**Stated task**
Look for "Task: set one pin on each instance of the distant" in the listing below, then copy exactly the line it appears in and all lines after it to the end, and nothing more.
.....
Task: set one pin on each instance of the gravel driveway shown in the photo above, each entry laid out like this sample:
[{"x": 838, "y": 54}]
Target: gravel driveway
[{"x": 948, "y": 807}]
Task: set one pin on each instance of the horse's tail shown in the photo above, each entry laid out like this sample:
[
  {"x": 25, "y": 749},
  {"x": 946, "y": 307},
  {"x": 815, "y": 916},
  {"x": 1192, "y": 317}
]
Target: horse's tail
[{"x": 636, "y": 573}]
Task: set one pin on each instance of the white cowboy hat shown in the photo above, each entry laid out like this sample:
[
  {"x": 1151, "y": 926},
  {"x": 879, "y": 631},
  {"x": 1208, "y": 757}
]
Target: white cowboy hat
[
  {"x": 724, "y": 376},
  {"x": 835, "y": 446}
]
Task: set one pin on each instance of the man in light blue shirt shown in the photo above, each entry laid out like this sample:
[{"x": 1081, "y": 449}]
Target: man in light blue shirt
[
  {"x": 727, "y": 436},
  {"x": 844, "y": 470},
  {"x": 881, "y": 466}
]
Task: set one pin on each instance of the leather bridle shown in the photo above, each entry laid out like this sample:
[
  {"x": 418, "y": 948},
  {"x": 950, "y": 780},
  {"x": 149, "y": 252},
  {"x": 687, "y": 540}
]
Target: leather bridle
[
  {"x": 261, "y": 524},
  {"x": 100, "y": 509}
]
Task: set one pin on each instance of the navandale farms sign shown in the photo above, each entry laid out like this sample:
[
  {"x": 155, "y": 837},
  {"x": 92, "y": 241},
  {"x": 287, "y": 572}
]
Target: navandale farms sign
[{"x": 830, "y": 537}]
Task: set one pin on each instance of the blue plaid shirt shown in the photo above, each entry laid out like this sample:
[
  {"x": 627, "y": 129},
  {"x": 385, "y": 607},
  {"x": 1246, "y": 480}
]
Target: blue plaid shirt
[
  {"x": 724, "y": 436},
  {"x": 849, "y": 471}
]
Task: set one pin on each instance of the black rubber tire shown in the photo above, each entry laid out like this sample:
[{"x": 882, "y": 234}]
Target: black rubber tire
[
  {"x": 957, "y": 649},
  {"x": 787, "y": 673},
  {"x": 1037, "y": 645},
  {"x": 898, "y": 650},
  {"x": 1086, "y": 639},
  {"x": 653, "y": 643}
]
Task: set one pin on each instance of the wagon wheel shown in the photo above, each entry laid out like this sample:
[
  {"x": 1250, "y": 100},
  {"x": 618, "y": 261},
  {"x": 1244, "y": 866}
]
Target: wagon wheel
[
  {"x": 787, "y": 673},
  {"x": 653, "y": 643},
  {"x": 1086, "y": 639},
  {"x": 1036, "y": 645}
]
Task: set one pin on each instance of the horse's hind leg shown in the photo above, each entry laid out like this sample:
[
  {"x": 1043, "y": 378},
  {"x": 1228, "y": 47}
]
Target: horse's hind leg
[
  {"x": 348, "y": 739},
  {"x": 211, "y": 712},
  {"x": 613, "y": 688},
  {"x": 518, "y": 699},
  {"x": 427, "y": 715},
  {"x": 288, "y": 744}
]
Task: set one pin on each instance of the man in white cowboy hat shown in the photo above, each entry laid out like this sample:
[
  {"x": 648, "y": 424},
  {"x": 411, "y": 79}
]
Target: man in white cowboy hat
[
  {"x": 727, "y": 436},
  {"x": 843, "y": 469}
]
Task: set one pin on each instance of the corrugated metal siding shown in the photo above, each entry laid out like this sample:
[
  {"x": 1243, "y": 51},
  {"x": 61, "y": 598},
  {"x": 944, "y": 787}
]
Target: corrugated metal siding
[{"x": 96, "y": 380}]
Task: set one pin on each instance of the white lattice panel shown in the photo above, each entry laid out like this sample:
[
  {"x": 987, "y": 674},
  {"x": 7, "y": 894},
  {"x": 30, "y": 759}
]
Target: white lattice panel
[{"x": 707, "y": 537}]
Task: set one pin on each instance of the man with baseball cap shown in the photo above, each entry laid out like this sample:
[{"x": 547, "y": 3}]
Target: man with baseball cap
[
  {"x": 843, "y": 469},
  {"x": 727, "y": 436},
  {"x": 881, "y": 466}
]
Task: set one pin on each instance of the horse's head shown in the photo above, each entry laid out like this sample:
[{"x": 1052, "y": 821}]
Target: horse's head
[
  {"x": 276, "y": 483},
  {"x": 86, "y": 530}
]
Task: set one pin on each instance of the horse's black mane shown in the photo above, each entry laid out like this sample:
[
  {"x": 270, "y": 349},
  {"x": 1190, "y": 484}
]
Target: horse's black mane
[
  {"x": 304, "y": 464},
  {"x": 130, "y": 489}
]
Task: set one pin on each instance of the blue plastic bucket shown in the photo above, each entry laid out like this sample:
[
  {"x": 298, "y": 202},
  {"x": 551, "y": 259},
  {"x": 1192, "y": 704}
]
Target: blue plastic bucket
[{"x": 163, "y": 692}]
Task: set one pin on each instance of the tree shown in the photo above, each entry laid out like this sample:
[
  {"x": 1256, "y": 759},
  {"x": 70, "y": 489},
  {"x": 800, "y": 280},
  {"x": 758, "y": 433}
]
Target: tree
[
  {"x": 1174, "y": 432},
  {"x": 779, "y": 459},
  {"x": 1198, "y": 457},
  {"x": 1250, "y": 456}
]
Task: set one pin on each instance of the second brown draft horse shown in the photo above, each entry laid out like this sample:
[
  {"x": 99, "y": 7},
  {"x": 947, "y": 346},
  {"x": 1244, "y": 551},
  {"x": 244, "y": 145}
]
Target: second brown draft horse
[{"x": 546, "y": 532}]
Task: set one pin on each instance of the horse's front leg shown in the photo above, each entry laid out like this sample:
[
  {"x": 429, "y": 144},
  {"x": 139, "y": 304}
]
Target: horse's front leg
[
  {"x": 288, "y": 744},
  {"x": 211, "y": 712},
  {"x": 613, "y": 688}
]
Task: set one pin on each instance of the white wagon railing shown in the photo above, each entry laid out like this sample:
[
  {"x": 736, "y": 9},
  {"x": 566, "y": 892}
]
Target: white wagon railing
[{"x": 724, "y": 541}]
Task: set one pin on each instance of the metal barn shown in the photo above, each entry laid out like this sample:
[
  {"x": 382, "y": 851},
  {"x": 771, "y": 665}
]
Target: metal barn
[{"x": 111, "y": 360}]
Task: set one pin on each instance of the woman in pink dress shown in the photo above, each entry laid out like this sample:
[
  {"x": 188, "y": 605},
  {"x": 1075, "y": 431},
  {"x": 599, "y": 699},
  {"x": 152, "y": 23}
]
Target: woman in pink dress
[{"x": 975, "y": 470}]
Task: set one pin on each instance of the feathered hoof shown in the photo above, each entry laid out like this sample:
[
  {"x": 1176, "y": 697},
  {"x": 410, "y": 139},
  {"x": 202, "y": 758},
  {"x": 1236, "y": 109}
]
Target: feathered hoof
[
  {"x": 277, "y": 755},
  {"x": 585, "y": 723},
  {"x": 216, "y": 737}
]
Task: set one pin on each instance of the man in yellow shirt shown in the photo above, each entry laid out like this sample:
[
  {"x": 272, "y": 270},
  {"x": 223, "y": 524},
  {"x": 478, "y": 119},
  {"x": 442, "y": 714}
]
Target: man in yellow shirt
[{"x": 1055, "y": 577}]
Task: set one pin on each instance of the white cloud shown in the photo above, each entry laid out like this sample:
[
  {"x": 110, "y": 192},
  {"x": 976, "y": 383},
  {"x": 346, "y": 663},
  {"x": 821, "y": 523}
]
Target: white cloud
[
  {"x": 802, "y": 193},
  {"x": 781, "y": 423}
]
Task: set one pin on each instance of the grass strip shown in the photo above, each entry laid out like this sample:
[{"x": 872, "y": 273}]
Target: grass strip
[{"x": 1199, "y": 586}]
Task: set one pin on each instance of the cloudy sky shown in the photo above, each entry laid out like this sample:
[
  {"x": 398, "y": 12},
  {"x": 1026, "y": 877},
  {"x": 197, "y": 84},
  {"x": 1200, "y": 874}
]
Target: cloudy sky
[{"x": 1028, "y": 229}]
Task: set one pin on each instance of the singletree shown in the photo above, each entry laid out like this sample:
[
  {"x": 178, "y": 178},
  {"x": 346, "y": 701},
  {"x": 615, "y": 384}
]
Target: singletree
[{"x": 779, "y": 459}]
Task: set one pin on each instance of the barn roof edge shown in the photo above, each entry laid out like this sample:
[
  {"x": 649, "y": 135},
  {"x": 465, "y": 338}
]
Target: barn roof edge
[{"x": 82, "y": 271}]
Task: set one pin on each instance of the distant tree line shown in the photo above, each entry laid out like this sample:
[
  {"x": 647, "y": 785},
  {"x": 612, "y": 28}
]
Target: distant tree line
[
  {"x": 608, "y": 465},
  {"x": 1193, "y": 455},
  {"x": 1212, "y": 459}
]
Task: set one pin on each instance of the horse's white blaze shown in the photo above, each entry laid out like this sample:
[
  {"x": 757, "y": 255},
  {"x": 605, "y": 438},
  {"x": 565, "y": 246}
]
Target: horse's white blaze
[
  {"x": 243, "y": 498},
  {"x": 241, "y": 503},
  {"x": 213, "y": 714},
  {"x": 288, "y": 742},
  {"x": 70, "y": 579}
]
.....
**Reply to the exercise**
Task: set one pin on each instance of the distant tree line shown in the photo above, each entry laid out like this sample:
[
  {"x": 647, "y": 785},
  {"x": 612, "y": 28}
]
Target: distant tree line
[
  {"x": 608, "y": 465},
  {"x": 1193, "y": 455},
  {"x": 1212, "y": 459}
]
Task: set one pin on each instance of the horse's white blaze shown in the photo above, each entry laid out like this sample:
[
  {"x": 757, "y": 255},
  {"x": 605, "y": 438},
  {"x": 565, "y": 246}
]
Target: horse's white blaze
[
  {"x": 243, "y": 498},
  {"x": 241, "y": 503},
  {"x": 213, "y": 714},
  {"x": 288, "y": 742},
  {"x": 70, "y": 579}
]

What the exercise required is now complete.